**QUOTED PASSAGE**.

------------------------------------------------------------

Survivor One World & The Amazing Race 20 Cast Preview & Predictions

Casts for the upcoming installments of Survivor and The Amazing Race have been announced and, let’s face it, it can be kind of fun to make sweeping judgments about people based on their photos and a few small facts about their lives.I’m talking about forming your opinion before even watching video interviews – because, as many of you know, thanks to my participation in a Survivor office pool I do painstakingly view all the Survivor cast interviews I can get my hands on.

But this is just for fun. Let’s go.


You can see a full gallery of the new cast here , and I’m sure I’ll have more to say about Survivor after I watch the video interviews.

Chelsea: Another blonde country gal.
Matt: Is he really an attorney? He looks like one of those models they find poolside in Vegas and cast on the show.
Kourtney: I feel bad for Kourtney, because when her mom decided to spell her name a stupid way I’m sure she wasn’t yet aware of the Kardashians.
Colton: Colton is a gay republican who considers himself a mix of ” Queen Parvati, Corinne, and JT.” So…pretty, mean and stupid? Or smart, curly-haired and Southern?

------------------------------------------------------------

**INFORMATION PROVIDED**.
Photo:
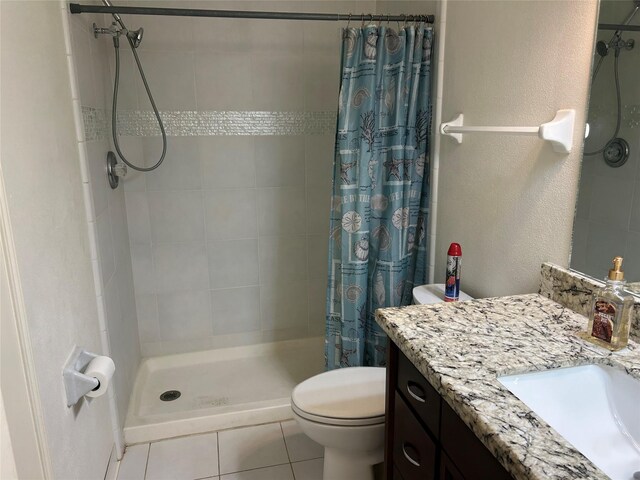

------------------------------------------------------------

**INSTRUCTION**. From the Survivor and Amazing Race cast preview, pull out word for word the part that begins with the words "Survivor One World" and ends with "fun. Let’s go.".

**RESULT OF THIS TASK**.
Survivor One World & The Amazing Race 20 Cast Preview & Predictions

Casts for the upcoming installments of Survivor and The Amazing Race have been announced and, let’s face it, it can be kind of fun to make sweeping judgments about people based on their photos and a few small facts about their lives.I’m talking about forming your opinion before even watching video interviews – because, as many of you know, thanks to my participation in a Survivor office pool I do painstakingly view all the Survivor cast interviews I can get my hands on.

But this is just for fun. Let’s go.